*What you are asked to do*.
Copy out the material word for word, from its first line through the line containing "509, 660, 632]]", with both of those lines included.

(Rows of box annotation data)
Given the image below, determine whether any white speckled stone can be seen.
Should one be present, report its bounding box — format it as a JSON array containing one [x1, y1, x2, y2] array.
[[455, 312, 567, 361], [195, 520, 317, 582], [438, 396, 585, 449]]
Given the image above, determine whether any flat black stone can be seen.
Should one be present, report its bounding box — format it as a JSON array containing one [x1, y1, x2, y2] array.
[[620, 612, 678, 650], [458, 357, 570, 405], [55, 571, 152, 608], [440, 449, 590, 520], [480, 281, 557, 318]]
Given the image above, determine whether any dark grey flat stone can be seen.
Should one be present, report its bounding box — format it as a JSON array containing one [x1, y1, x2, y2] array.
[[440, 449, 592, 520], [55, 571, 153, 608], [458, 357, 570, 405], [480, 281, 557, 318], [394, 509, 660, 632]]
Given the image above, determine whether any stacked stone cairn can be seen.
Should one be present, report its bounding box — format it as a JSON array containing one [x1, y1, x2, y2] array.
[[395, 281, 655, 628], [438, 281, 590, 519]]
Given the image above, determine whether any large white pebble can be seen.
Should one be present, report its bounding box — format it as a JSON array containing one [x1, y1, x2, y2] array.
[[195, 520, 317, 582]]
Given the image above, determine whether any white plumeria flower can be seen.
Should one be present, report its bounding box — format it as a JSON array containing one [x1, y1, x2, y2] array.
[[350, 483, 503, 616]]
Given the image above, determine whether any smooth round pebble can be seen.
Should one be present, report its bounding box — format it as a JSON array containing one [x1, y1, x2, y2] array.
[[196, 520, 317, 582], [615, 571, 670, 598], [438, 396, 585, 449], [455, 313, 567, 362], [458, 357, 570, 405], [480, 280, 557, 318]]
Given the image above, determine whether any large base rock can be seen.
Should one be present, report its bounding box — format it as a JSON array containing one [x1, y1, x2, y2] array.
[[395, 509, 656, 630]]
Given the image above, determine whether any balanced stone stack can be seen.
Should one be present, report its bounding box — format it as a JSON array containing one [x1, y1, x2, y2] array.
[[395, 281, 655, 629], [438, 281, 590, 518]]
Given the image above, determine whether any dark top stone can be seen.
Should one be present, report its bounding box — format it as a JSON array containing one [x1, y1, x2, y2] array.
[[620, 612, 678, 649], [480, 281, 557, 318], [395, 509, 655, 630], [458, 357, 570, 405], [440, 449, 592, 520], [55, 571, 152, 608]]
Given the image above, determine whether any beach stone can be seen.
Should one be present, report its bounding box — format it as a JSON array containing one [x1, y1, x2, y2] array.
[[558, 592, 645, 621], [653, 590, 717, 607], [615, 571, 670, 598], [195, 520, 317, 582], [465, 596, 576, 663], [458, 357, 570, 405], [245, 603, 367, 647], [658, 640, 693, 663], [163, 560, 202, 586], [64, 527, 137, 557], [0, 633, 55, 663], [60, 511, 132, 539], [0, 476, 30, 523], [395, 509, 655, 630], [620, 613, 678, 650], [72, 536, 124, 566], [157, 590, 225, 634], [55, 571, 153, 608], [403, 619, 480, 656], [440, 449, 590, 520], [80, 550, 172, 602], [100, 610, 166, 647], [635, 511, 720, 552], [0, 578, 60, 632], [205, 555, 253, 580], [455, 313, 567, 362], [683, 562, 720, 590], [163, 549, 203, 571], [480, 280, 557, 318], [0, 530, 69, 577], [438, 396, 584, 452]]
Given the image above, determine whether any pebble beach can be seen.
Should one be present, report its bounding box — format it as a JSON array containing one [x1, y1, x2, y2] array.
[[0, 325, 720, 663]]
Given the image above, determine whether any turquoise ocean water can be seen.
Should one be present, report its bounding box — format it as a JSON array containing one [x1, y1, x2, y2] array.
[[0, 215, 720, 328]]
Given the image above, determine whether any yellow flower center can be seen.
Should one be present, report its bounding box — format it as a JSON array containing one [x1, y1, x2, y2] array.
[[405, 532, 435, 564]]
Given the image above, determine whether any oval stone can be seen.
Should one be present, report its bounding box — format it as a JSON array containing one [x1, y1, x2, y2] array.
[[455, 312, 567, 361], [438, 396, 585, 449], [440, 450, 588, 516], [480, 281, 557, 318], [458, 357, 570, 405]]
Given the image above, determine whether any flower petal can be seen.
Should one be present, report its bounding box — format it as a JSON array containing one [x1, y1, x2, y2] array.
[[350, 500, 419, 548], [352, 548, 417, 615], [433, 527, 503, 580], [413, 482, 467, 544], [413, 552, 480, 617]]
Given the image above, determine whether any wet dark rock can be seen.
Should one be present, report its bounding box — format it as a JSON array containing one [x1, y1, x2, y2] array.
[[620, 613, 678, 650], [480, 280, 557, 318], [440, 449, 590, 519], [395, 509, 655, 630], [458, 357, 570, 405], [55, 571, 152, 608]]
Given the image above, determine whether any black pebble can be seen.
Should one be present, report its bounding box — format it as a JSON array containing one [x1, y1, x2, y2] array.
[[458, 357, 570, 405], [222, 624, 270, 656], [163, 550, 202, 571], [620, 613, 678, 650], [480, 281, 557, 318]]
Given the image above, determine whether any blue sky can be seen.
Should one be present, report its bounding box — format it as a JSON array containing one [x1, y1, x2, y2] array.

*Task output*.
Given the image below, determine whether any white speckled stone can be seen.
Should one be present, report its bounding box — format it as a JSON array containing one [x1, y1, x2, y2] array.
[[455, 312, 567, 361], [195, 520, 317, 582], [438, 396, 585, 449]]
Given the image above, determine whether any flat black stone can be seen.
Should one be present, report its bounding box — format it as a JSON array containing one [x1, y1, x2, y2] array.
[[620, 612, 678, 650], [458, 357, 570, 405], [55, 571, 152, 608], [440, 449, 590, 520], [480, 281, 557, 318]]
Given the image above, determine whether any dark grey flat stone can be seen.
Should one be present, report its bounding box — format it as a JSON array containing one [x1, y1, x2, y2] array.
[[440, 449, 592, 520], [55, 571, 153, 608], [458, 357, 570, 405], [480, 281, 557, 318], [394, 509, 660, 632]]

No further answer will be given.